Pull every line containing the word "detection" out of the material below.

==================================================

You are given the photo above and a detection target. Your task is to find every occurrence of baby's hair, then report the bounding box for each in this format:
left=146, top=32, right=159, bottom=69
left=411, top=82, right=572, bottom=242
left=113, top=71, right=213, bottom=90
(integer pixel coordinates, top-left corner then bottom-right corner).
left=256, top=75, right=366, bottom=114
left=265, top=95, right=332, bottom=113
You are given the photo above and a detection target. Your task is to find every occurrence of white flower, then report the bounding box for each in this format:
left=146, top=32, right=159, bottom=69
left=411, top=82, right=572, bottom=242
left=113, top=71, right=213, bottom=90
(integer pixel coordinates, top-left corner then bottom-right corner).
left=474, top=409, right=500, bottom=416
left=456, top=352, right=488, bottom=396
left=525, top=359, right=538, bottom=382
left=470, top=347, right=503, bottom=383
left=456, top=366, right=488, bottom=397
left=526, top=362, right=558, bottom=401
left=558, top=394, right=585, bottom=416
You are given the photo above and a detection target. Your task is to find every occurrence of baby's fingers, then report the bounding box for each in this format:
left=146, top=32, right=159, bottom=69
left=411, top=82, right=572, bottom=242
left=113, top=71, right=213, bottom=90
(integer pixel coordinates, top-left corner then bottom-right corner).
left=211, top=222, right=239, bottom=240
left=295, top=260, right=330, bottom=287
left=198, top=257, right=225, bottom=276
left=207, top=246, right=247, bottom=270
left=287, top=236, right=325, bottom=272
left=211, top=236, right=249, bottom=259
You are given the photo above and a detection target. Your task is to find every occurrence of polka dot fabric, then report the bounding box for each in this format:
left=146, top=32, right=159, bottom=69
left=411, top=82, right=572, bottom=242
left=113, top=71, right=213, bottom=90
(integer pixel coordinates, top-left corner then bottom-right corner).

==================================================

Your response:
You are given the photo above and a detection target. Your task is to find every occurrence of baby's hair, then report the bounding box for each in this format:
You are given the photo above and a detection target. Your task is to find every occurrence of white flower, then report the bounding box for each in this format:
You are given the photo above and a detection target. Your task is to find every occurrence of baby's fingers, then report the bounding box for each in this format:
You are given the photo above and a detection target. Your task is to find every occurrence of polka dot fabric, then report the bounding box for each in this format:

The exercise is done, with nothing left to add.